▸ **SET OF TASKS**:
a) According to the fixing device excerpt, what post-heating control temperature is selected when the heater temperature measured before printing is smaller than 105°C?
b) Copy the passage of the fixing device excerpt that runs from "[0106] For example, under" up to and including "did not occur.".

=== DOCUMENT EXCERPT ===

Further, as shown in Fig. 17, by repeating the heating of the nip portion, the fixing
unit becomes hot, thereby causing the hot offset.
[0104] In a ninth embodiment of the present invention, as shown in Fig. 18, a temperature
(heater temperature) of the fixing device (fixing apparatus) before the print is started
is measured. In this case, if the temperature is smaller than 105°C, the post-heating
control temperature is selected to 200°C, and, if the temperature is greater than
105°C, the post-heating control temperature is selected to 180°C. In this way, even
when the post-heating is effected every time in which the print signals are inputted
continuously, the temperature of the pressing roller is maintained moderately, thereby
cooling the toner in the nip portion sufficiently. Therefore, the toner can be removed
via the recording material, and problems such as poor image due to hot offset and
increase in temperature within the apparatus can be prevented.
[0105] Incidentally, in case of the continuous print, the post-heating is effected after
the continuous print is finished.
[0106] For example, under an environment having a temperature of 23°C and humidity of 60%,
when a sheet pass endurance test was effected in a print mode in which one recording
material including CaCO
3 of 10% to 15% is printed for every 25 seconds (i.e., the post-heating is effected
every time), in the conventional cases, the hot offset was generated after pass of
50 sheets, thereby contaminating the pressing roller. However, in the illustrated
embodiment, it was found that, even after pass of 20000 sheets, the hot offset and
the contamination of the pressing roller did not occur.

=== RAW DATA ===

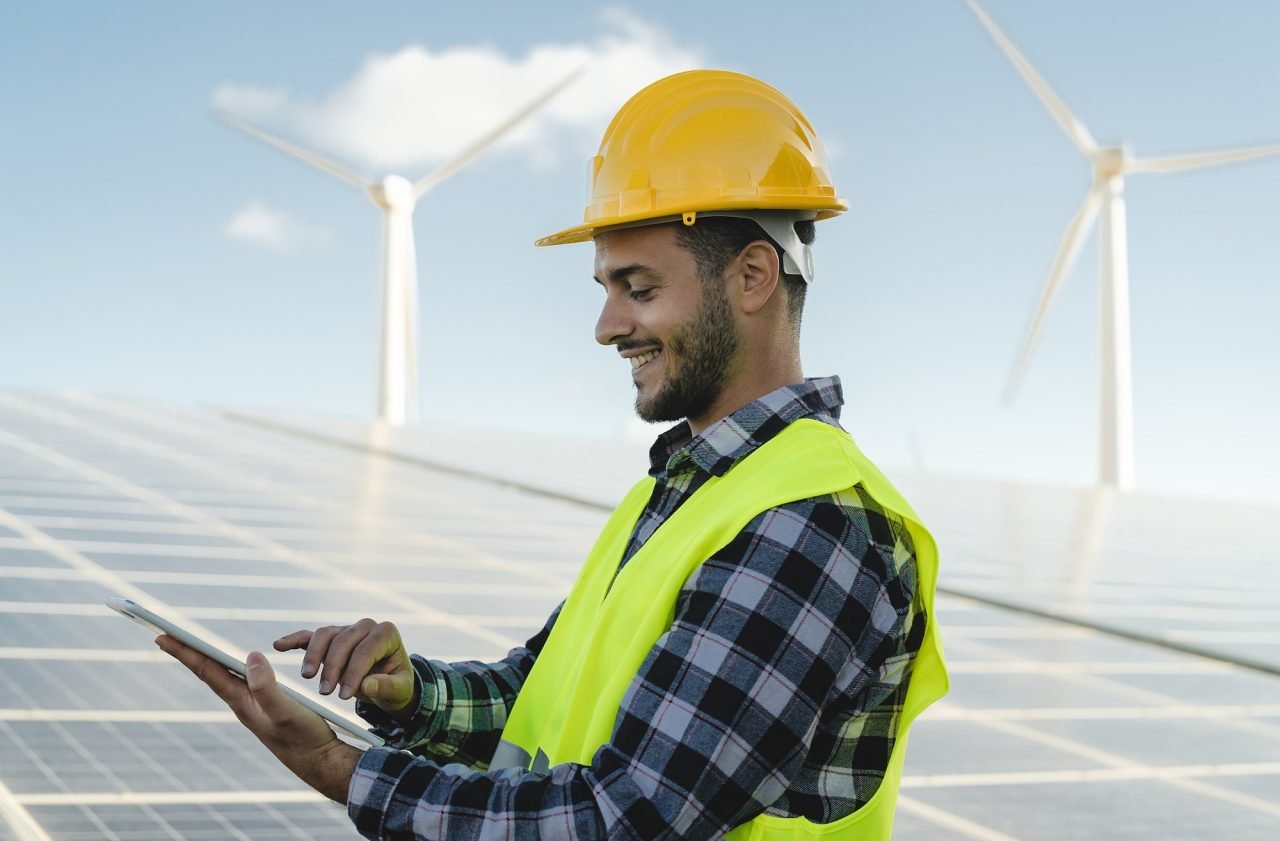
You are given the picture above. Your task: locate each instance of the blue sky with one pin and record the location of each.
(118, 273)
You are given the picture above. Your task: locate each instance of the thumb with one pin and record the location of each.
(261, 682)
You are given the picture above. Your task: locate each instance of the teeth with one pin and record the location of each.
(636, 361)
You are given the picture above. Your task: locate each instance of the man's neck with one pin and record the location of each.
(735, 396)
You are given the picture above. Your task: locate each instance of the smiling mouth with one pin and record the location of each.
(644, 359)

===
=== RAW DATA ===

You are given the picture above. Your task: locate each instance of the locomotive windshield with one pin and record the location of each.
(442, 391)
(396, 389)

===

▸ **OUTPUTS FOR THE TASKS**:
a) 200°C

b)
[0106] For example, under an environment having a temperature of 23°C and humidity of 60%,
when a sheet pass endurance test was effected in a print mode in which one recording
material including CaCO
3 of 10% to 15% is printed for every 25 seconds (i.e., the post-heating is effected
every time), in the conventional cases, the hot offset was generated after pass of
50 sheets, thereby contaminating the pressing roller. However, in the illustrated
embodiment, it was found that, even after pass of 20000 sheets, the hot offset and
the contamination of the pressing roller did not occur.